++++ Given data ++++

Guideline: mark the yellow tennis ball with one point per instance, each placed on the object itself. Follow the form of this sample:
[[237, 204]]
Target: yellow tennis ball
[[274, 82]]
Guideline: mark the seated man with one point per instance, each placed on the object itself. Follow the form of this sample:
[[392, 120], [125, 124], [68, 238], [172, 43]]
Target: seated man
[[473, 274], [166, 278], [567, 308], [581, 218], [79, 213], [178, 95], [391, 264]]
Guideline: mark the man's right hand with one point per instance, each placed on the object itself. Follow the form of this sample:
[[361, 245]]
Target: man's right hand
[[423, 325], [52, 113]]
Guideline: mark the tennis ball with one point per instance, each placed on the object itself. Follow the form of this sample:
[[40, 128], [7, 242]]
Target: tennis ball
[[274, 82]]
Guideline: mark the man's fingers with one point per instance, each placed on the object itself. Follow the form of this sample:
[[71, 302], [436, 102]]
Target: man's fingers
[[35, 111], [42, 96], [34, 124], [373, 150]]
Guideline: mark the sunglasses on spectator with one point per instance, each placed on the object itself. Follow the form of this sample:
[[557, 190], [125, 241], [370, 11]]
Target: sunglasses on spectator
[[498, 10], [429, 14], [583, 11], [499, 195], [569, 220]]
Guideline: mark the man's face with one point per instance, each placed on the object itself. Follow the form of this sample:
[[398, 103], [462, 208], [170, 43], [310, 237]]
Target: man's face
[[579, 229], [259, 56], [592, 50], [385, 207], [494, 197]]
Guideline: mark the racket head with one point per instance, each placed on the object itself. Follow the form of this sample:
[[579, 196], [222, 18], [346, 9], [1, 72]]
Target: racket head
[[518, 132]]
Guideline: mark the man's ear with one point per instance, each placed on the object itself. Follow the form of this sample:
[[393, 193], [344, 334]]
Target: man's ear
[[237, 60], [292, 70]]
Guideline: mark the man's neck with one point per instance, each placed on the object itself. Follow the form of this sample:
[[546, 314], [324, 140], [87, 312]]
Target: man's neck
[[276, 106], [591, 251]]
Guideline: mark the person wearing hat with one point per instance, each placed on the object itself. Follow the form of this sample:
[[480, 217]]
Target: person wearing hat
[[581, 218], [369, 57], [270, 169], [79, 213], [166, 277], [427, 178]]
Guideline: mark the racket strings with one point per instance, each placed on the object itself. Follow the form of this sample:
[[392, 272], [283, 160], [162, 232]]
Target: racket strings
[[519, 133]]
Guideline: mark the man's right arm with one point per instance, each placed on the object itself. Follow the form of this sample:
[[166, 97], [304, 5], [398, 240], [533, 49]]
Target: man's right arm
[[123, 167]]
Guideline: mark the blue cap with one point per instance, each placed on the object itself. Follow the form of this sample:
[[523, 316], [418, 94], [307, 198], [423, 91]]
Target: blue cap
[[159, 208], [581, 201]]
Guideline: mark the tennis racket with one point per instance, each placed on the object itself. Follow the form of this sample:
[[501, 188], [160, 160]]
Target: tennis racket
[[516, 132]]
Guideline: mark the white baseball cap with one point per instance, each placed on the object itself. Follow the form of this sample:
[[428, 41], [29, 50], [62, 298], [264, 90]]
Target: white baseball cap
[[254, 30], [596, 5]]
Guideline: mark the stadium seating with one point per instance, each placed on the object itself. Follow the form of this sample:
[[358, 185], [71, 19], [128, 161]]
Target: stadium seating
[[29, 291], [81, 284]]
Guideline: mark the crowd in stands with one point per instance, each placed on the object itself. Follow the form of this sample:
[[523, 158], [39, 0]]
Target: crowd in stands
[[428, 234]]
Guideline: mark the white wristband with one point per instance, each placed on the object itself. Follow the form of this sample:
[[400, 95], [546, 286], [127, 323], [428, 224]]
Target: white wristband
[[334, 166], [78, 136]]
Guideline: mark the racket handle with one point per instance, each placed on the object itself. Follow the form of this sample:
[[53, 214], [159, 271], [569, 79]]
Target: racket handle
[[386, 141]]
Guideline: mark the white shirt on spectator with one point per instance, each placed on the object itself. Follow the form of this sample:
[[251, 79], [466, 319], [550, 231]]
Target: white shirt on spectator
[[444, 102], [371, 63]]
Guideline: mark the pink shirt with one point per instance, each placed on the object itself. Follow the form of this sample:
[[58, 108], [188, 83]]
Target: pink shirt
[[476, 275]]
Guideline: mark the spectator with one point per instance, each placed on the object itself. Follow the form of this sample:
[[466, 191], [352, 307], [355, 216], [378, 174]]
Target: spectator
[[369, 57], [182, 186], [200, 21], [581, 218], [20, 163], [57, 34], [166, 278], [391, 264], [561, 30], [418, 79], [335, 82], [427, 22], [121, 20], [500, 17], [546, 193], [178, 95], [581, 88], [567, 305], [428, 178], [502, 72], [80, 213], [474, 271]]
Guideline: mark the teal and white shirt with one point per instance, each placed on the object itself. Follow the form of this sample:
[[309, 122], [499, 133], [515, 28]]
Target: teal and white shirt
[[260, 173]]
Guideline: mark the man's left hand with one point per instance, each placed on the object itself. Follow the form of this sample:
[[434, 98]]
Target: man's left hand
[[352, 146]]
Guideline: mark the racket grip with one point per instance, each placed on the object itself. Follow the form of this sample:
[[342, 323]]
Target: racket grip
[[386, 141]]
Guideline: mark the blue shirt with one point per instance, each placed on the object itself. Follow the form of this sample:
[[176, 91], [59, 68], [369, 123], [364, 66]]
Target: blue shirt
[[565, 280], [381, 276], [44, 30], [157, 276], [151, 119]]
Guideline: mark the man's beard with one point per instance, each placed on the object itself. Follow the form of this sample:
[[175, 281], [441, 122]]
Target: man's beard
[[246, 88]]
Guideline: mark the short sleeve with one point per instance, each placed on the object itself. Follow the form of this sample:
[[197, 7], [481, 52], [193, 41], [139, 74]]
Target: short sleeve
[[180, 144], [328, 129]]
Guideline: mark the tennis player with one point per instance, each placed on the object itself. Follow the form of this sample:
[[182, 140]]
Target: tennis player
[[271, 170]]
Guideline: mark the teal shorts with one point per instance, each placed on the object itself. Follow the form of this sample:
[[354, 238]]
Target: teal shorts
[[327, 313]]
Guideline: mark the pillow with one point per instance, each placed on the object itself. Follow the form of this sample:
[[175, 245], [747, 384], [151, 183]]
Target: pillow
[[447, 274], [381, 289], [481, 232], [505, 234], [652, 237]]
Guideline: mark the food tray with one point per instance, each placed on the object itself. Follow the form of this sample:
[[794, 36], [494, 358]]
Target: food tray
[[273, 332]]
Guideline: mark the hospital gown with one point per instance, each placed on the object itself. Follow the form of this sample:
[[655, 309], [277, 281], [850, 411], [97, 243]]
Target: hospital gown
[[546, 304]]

++++
++++ Given data ++++

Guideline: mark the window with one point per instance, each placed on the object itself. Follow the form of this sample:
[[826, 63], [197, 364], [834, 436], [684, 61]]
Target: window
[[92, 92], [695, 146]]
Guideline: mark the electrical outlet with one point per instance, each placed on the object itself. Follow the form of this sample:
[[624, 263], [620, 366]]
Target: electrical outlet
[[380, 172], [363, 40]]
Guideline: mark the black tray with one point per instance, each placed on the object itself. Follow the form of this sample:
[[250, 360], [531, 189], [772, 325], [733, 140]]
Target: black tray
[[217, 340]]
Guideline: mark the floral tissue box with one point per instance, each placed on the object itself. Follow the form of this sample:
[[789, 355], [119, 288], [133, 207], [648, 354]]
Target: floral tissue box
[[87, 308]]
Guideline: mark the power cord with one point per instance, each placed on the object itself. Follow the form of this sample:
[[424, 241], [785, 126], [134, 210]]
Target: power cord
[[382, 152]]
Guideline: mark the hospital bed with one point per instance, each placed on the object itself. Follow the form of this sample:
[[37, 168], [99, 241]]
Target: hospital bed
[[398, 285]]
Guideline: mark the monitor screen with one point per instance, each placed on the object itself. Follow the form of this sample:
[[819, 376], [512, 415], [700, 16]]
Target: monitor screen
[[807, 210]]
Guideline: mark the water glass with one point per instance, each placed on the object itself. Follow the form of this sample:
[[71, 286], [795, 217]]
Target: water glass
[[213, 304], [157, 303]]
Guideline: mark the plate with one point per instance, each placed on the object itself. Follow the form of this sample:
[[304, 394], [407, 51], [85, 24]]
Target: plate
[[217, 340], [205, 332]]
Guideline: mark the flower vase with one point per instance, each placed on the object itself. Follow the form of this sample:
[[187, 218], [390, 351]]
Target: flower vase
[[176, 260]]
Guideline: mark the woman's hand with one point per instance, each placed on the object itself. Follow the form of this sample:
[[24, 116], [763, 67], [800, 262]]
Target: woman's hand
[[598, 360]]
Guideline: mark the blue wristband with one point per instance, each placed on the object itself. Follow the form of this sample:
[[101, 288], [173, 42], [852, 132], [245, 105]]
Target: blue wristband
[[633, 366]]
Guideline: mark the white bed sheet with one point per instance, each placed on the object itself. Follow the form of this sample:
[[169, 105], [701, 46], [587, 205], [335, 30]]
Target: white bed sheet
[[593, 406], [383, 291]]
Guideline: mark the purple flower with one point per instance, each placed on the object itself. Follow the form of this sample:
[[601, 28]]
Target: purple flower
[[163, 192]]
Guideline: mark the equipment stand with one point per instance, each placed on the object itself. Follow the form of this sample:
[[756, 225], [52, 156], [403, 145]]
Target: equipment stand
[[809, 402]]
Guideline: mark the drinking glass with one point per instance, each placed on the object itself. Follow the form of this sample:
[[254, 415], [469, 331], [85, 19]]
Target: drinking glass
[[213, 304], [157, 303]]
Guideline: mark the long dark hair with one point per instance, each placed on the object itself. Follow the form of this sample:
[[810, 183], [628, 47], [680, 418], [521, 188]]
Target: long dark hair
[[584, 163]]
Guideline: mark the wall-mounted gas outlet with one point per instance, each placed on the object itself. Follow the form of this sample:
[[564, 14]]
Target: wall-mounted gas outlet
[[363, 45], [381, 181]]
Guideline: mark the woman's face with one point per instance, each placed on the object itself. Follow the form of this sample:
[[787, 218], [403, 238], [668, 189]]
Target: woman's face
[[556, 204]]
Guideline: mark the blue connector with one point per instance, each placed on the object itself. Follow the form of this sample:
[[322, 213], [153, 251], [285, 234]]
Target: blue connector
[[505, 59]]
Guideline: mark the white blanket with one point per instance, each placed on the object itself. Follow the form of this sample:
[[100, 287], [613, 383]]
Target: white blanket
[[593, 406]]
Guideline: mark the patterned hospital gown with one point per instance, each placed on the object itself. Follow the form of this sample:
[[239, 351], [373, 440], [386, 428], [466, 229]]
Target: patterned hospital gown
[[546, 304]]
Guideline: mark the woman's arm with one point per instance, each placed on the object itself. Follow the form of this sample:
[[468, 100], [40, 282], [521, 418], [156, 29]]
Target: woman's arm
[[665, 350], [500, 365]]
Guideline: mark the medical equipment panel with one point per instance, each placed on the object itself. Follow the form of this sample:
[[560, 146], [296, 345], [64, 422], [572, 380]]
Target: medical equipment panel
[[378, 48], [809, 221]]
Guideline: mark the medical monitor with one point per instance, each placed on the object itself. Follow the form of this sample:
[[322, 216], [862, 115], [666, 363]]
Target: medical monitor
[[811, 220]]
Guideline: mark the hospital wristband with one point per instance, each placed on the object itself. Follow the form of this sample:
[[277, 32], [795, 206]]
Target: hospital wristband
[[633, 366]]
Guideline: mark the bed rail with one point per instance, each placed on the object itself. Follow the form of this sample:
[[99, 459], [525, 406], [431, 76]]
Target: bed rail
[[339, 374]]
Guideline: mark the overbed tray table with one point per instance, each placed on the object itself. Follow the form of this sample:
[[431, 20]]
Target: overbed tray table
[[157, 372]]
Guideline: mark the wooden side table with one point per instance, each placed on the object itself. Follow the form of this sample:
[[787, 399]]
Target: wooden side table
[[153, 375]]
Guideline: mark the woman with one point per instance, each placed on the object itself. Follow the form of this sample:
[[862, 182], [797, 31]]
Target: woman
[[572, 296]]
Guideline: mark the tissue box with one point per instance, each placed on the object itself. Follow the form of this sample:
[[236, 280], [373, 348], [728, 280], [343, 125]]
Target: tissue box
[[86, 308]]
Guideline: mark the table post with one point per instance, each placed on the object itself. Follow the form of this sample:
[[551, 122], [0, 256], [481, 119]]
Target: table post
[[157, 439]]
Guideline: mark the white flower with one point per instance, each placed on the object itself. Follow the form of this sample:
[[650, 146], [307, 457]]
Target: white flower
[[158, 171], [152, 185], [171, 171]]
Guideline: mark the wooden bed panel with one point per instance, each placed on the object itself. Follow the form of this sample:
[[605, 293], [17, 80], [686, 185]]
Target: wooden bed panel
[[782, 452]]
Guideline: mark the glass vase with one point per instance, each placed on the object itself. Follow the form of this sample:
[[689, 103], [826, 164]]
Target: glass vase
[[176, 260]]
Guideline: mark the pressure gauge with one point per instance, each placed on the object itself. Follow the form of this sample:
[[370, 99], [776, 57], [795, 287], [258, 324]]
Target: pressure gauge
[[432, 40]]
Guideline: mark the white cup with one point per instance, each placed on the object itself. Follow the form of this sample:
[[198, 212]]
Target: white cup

++++

## Your task
Rewrite everything in the data from the line containing "Guideline: mark the tissue" down to the line containing "[[157, 439]]", changing "table post" to "table leg" and leaving the rest unchanged.

## Full response
Guideline: mark the tissue box with one point per instance, each placed on the object itself. Follow the form of this sample:
[[236, 280], [373, 348], [728, 280], [343, 125]]
Target: tissue box
[[86, 308]]
Guideline: mark the table leg with one point per instance, each placed on the object itself. Follow the form of this sample:
[[551, 122], [0, 256], [481, 119]]
Target: table leg
[[157, 439]]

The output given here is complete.